_AANGELEVERDE TEKST_

F. RECHT (20) Als voorlopige maatregelen werden anti-dumpingrechten ingesteld; deze werden voor de in Korea en in Singapore gevestigde producenten op het niveau van de vastgestelde dumpingmarges afgestemd daar het schadeniveau hoger lag dan de dumpingmarge, zoals uiteengezet in overweging (55) van Verordening (EEG) nr. 1103/93. In dit verband werden geen nieuwe argumenten naar voren gebracht.
Derhalve moeten de in te stellen rechten worden afgestemd op het niveau van de dumpingmarges zoals definitief vastgesteld in de overwegingen (12), (13) en (14) van onderhavige verordening.
(21) De navolgende rechten dienen derhalve te worden ingesteld:
- Han Instrumentation Technology
Co. Ltd, Seoel: 7,2 %
- Cas Corporation, Seoel: 9,3 %
- Teraoka Weigh-System PTE Ltd,
Singapore: 10,8 %
- Descom Scales Manufacturing
Co. Ltd, Seoel: 26,7 %.
(22) Ten aanzien van ondernemingen die niet aan het onderzoek hebben medegewerkt, was de Commissie in overweging (57) van Verordening (EEG) nr. 1103/93 van oordeel dat het recht, overeenkomstig artikel 7, lid 7, onder b), van Verordening (EEG) nr. 2423/88, aan de hand van de beschikbare feiten moest worden vastgesteld. Zij was van oordeel dat de tijdens het onderzoek vastgestelde feiten hiervoor het meest in aanmerking kwamen en dat niet-medewerking zou worden beloond en het ontduiken van anti-dumpingmaatregelen in de hand gewerkt indien voor deze ondernemingen een recht werd ingesteld dat lager was dan de dumpingmarges die voor medewerkende Koreaanse ondernemingen zijn vastgesteld (zie overweging (28) van Verordening (EEG) nr. 1103/93). Dit komt neer op een definitief recht van 26,7 % voor produkten van oorsprong uit Korea, en van 31 % voor produkten van oorsprong uit Singapore (zie overweging (16) van genoemde verordening).
G. INNING VAN DE VOORLOPIGE RECHTEN (23) Gezien de aard en het niveau van de schade die de bedrijfstak van de Gemeenschap door dumping heeft geleden en daar de voorlopige bevindingen van de Commissie voor het merendeel definitief zijn bevestigd, is het noodzakelijk dat de bedragen die uit hoofde van de voorlopige anti-dumpingrechten als zekerheid zijn gesteld, ten belope van het definitief ingestelde recht definitief zijn geïnd,
HEEFT DE VOLGENDE VERORDENING VASTGESTELD:
Artikel 1
1. Op de invoer van elektronische weegschalen voor de kleinhandel met numerieke aanduiding van het gewicht, de eenheidsprijs en het te betalen bedrag (met of zonder inrichting om deze drie vermeldingen af te drukken), vallende onder GN-code 8423 81 50 (Taric-code 8423 81 50*10), van oorsprong uit de Republiek Korea en uit Singapore, wordt een definitief anti-dumpingrecht ingesteld.

_GEGEVENS_
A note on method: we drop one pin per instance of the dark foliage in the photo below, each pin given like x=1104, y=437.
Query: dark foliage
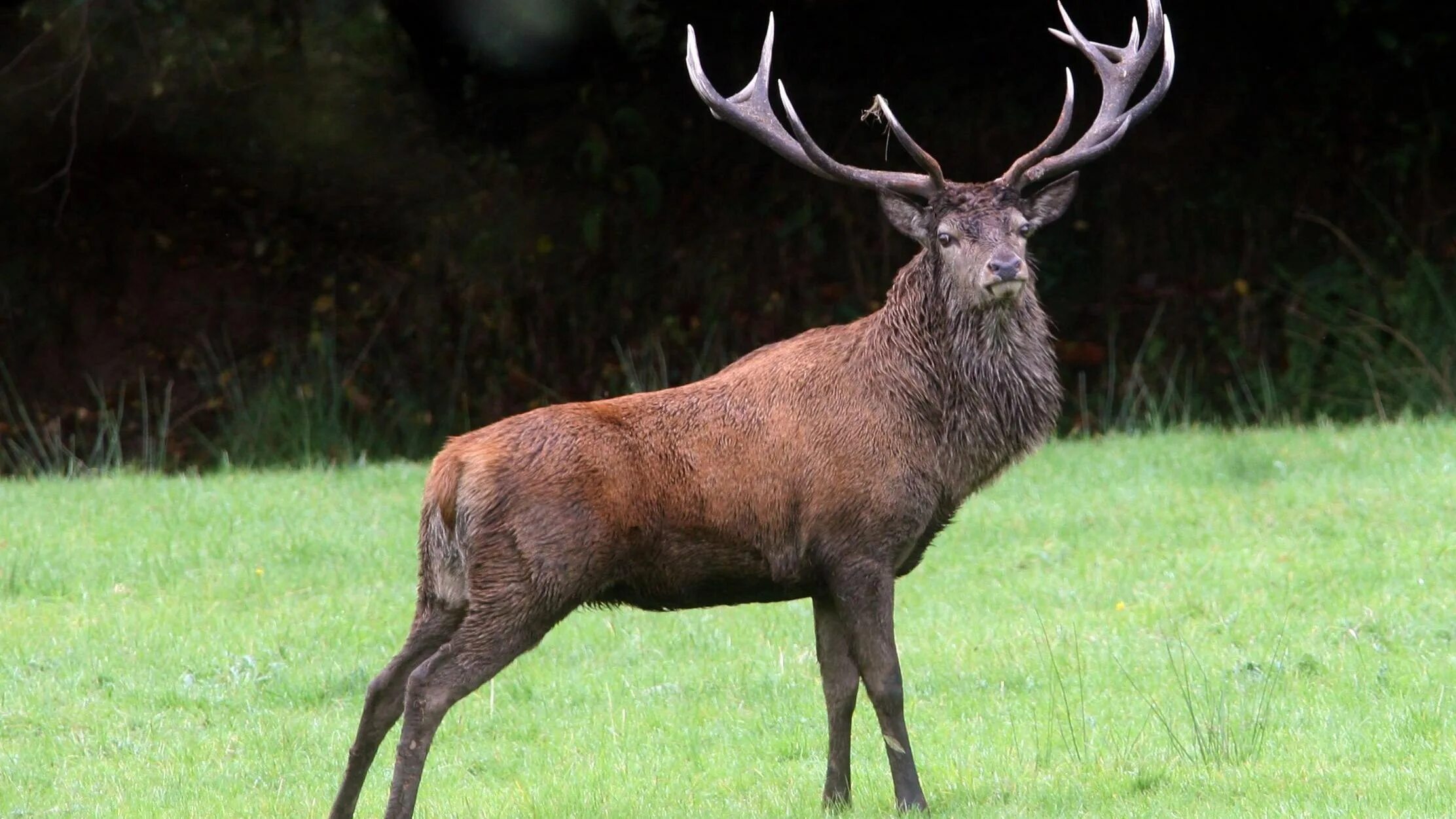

_UIT TE VOEREN TAKEN_
(1) Beantwoord deze vragen over de tekst over anti-dumpingrechten op weegschalen:
(a) Welk recht wordt ingesteld voor Cas Corporation in Seoel?
(b) Welk definitief recht geldt voor produkten van oorsprong uit Singapore van ondernemingen die niet aan het onderzoek hebben medegewerkt?
(c) Onder welke GN-code vallen de elektronische weegschalen uit Artikel 1?
(2) Schrijf een vervolg op de tekst over anti-dumpingrechten op weegschalen, beginnend na de laatste zin.
De gegevens spelen hierbij geen enkele rol.

_ANTWOORDEN_
(1)
(a) 9,3 %
(b) 31 %
(c) GN-code 8423 81 50

(2)
2. Het recht dat van toepassing is op de nettoprijs, franco grens Gemeenschap, vóór inklaring, bedraagt:
a) voor de Republiek Korea
Produkten vervaardigd door:
- Han Instrumentation Technology
Co. Ltd, Seoel: 7,2 %
(aanvullende Taric-code 8700)
- Cas Corporation, Seoel: 9,3 %
(aanvullende Taric-code 8701)
- Alle andere producenten: 26,7 %
(aanvullende Taric-code 8702)
b) voor Singapore
Produkten vervaardigd door:
- Teraoka Weigh-System PTE Ltd: 10,8 %
(aanvullende Taric-code 8703)
- Alle andere producenten: 31,0 %
(aanvullende Taric-code 8704)
3. De inzake de douanerechten geldende bepalingen zijn van toepassing.
Artikel 2
De bedragen die overeenkomstig Verordening (EEG) nr. 1103/93 uit hoofde van het voorlopige anti-dumpingrecht tot zekerheid zijn gesteld dienen ten belope van het definitief ingestelde dumpingrecht definitief te worden geïnd. Tot zekerheid gestelde bedragen die het definitieve recht te boven gaan, worden vrijgegeven.
Artikel 3
Deze verordening treedt in werking op de dag volgende op die van haar bekendmaking in het Publikatieblad van de Europese Gemeenschappen.
Deze verordening is verbindend in al haar onderdelen en is rechtstreeks toepasselijk in elke Lid-Staat.
Gedaan te Luxemburg, 20 oktober 1993.
Voor de Raad
De Voorzitter
A. BOURGEOIS
(1) PB nr. L 209 van 2. 8. 1988, blz. 1.
(2) PB nr. L 112 van 6. 5. 1993, blz. 20.
(3) PB nr. L 179 van 22. 7. 1993, blz. 1.
(4) PB nr. L 104 van 29. 4. 1993, blz. 4.